╭──

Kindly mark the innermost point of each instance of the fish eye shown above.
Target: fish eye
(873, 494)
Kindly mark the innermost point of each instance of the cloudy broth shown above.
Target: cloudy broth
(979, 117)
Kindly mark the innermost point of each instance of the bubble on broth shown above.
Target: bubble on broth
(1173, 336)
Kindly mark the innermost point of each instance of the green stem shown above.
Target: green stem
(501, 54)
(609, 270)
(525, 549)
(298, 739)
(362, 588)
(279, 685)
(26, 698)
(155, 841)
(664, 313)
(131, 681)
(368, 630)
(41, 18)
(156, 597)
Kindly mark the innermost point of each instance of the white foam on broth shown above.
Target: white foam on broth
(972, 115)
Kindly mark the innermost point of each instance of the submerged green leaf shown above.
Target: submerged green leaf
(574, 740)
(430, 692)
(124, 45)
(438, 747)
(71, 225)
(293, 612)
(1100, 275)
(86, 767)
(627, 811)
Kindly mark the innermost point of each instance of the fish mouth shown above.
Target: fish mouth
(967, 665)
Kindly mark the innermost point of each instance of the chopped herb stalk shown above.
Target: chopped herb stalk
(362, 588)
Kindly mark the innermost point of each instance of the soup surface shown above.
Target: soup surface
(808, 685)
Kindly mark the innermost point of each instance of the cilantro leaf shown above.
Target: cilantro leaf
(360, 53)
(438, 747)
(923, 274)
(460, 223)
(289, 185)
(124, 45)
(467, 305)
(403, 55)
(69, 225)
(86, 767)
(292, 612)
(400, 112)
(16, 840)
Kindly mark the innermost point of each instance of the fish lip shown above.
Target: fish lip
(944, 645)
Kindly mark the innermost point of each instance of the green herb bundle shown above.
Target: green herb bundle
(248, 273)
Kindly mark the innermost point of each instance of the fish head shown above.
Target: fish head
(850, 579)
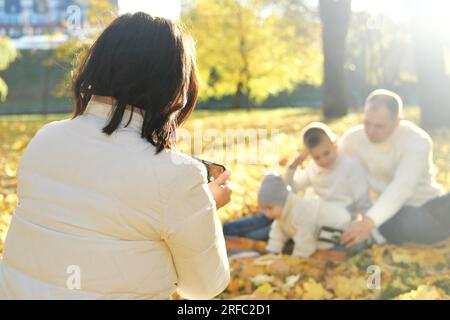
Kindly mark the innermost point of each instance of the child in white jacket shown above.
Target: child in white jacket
(297, 218)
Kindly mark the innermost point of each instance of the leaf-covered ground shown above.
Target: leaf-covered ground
(407, 272)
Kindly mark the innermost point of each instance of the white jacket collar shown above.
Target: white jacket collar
(104, 110)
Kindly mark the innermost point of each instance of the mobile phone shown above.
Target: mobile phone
(330, 235)
(213, 169)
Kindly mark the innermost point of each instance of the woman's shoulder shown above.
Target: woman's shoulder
(181, 169)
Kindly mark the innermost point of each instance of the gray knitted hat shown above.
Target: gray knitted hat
(273, 191)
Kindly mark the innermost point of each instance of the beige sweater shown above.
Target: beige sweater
(137, 225)
(401, 170)
(301, 221)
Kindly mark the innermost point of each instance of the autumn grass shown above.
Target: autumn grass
(408, 272)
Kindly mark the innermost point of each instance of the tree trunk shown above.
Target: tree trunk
(335, 17)
(432, 84)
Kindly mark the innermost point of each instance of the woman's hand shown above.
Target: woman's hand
(299, 160)
(219, 189)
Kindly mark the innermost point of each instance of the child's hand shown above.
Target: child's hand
(299, 160)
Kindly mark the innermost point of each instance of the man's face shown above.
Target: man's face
(325, 154)
(272, 211)
(379, 123)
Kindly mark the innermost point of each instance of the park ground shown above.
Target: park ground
(407, 272)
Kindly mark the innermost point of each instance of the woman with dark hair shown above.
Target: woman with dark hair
(107, 208)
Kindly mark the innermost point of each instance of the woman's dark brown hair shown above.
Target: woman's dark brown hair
(146, 62)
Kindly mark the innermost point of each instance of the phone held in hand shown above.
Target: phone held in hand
(213, 169)
(330, 235)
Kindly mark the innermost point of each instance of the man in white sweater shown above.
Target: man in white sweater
(398, 155)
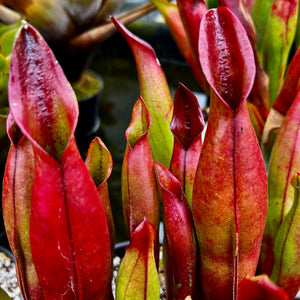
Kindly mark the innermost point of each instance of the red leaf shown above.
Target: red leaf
(230, 188)
(49, 114)
(290, 86)
(139, 192)
(187, 125)
(137, 277)
(226, 56)
(191, 13)
(156, 94)
(16, 198)
(179, 233)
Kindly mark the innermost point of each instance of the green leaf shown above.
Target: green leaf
(286, 272)
(3, 295)
(260, 16)
(278, 40)
(137, 277)
(7, 40)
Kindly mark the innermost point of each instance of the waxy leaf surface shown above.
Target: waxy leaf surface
(68, 226)
(286, 272)
(16, 199)
(278, 41)
(260, 288)
(187, 125)
(284, 163)
(155, 92)
(139, 192)
(230, 193)
(179, 234)
(99, 163)
(171, 14)
(48, 16)
(259, 95)
(137, 277)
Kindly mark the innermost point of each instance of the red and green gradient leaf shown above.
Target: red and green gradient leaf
(16, 199)
(187, 125)
(137, 277)
(68, 226)
(260, 288)
(179, 230)
(156, 94)
(171, 14)
(286, 272)
(139, 191)
(230, 193)
(284, 163)
(99, 163)
(279, 38)
(283, 102)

╰──

# Task statement
Everything in the entries except the images must be copied exactly.

# Final answer
Kindly mark the innermost point of each instance of the fish eye shown above.
Target: fish eye
(873, 494)
Kindly mark the innermost point of each instance of the cloudy broth shown above.
Target: cloudy broth
(979, 117)
Kindly mark the innermost point of each instance of the bubble on broth shown above.
Target: bubble on broth
(1173, 336)
Kindly mark the innermost point of each instance of the green stem shown above.
Target: green stem
(501, 54)
(609, 270)
(525, 549)
(298, 739)
(362, 588)
(279, 685)
(26, 698)
(155, 841)
(664, 313)
(131, 681)
(368, 630)
(41, 18)
(156, 597)
Kindly mark the innermost point of each instance of the white foam on broth shown above.
Target: white foam on broth
(972, 115)
Kindly mark the innermost point of each instance of the submerged green leaf shown above.
Target: submerged green leaf
(574, 740)
(430, 692)
(124, 45)
(438, 747)
(71, 225)
(293, 612)
(1100, 275)
(86, 767)
(627, 811)
Kindly mark the innermost point of each instance of the fish mouth shown above.
Target: fish mouth
(967, 665)
Kindly mark the innermost point of each instance of the chopped herb stalk shown above.
Target: chopped herb stalk
(362, 588)
Kindly mark the innermost point of each instance of the soup surface shown above.
Target: soup surface
(808, 685)
Kindly mark the innermost point of each instance of the cilantro leaf shown above.
Target: cilantro leaf
(360, 53)
(438, 747)
(923, 274)
(460, 223)
(289, 185)
(124, 45)
(467, 305)
(403, 55)
(69, 225)
(86, 767)
(292, 612)
(400, 112)
(16, 840)
Kindly mark the innermost point of each instance of the fish lip shown above.
Target: fish lip
(944, 645)
Kindly mark the innermost point of each instance of the green herb bundle shown above.
Target: green herb bundle
(248, 273)
Kindly mark the innermost point of each instance of the fish head shown above.
Target: fish head
(850, 579)
Kindly mark the innermost point of each instance of the child in white jacket shown above.
Target: child in white jacket
(297, 218)
Kindly mark the innermost point of each instance of the leaf-covered ground shown above.
Target: leaf-covered ground
(407, 272)
Kindly mark the innermost point of each instance of the white jacket collar shown above.
Target: white jacket collar
(104, 110)
Kindly mark the innermost point of each instance of the mobile phone shown above.
Target: mobile phone
(330, 235)
(213, 169)
Kindly mark the innermost point of each instance of the woman's shoulder shown above.
Target: woman's shoulder
(181, 169)
Kindly mark the innermost point of each instance of the gray knitted hat shown above.
Target: gray knitted hat
(273, 191)
Kindly mark the innermost point of each instance of the beige sweater shown above.
Target: beige sweater
(137, 225)
(401, 170)
(301, 221)
Kindly mark the innermost point of each instance of the autumn grass shown above.
Target: autumn grass
(408, 272)
Kindly mark the innermost point of each instance of the tree trunk shown above.
Target: tree trunk
(335, 17)
(432, 84)
Kindly mark the innermost point of each instance of the woman's hand shown above.
Target: woman's hand
(299, 160)
(219, 189)
Kindly mark the innermost point of each instance of the child's hand shown above.
Target: child's hand
(299, 160)
Kindly mark the innermost point of each instance of the man's face shown above.
Target: man's face
(325, 154)
(272, 211)
(379, 123)
Kindly mark the innermost point of each instance of the park ground shown above.
Target: park ground
(407, 272)
Kindly mark the innermost point of each instance of the woman with dark hair shown above.
Target: woman with dark hair
(107, 208)
Kindly mark the innermost point of each instance of the woman's dark brown hair shown above.
Target: woman's dark brown hair
(146, 62)
Kindly mark the innermost point of each instance of the phone held in hand shown above.
Target: phone held in hand
(213, 169)
(330, 235)
Kindly mark the innermost point of each instance of the man in white sweater shown above.
Target: man in white sweater
(398, 155)
Kindly mark the innermost point of each instance of the red leaf shown above.
Target: red leaf
(230, 188)
(49, 114)
(290, 86)
(139, 192)
(187, 125)
(137, 277)
(226, 56)
(191, 13)
(156, 94)
(16, 198)
(179, 233)
Kindly mark the innermost point of each instance of the green leaf shown above.
Target: green leaf
(286, 272)
(3, 295)
(260, 16)
(278, 40)
(137, 277)
(7, 40)
Kindly mark the innermost point of each instance of the waxy leaf surface shown above.
Target: waxy leaf surface
(68, 226)
(286, 272)
(16, 199)
(278, 41)
(260, 288)
(187, 125)
(284, 163)
(155, 92)
(139, 192)
(230, 193)
(179, 234)
(99, 163)
(171, 14)
(48, 16)
(259, 95)
(137, 277)
Kindly mark the innermost point of each instance of the red and green gradient leaf shown above.
Target: red and green gradient leaf
(16, 199)
(187, 125)
(137, 277)
(68, 226)
(260, 288)
(179, 230)
(156, 94)
(171, 14)
(286, 272)
(139, 191)
(230, 193)
(284, 163)
(99, 163)
(279, 38)
(283, 102)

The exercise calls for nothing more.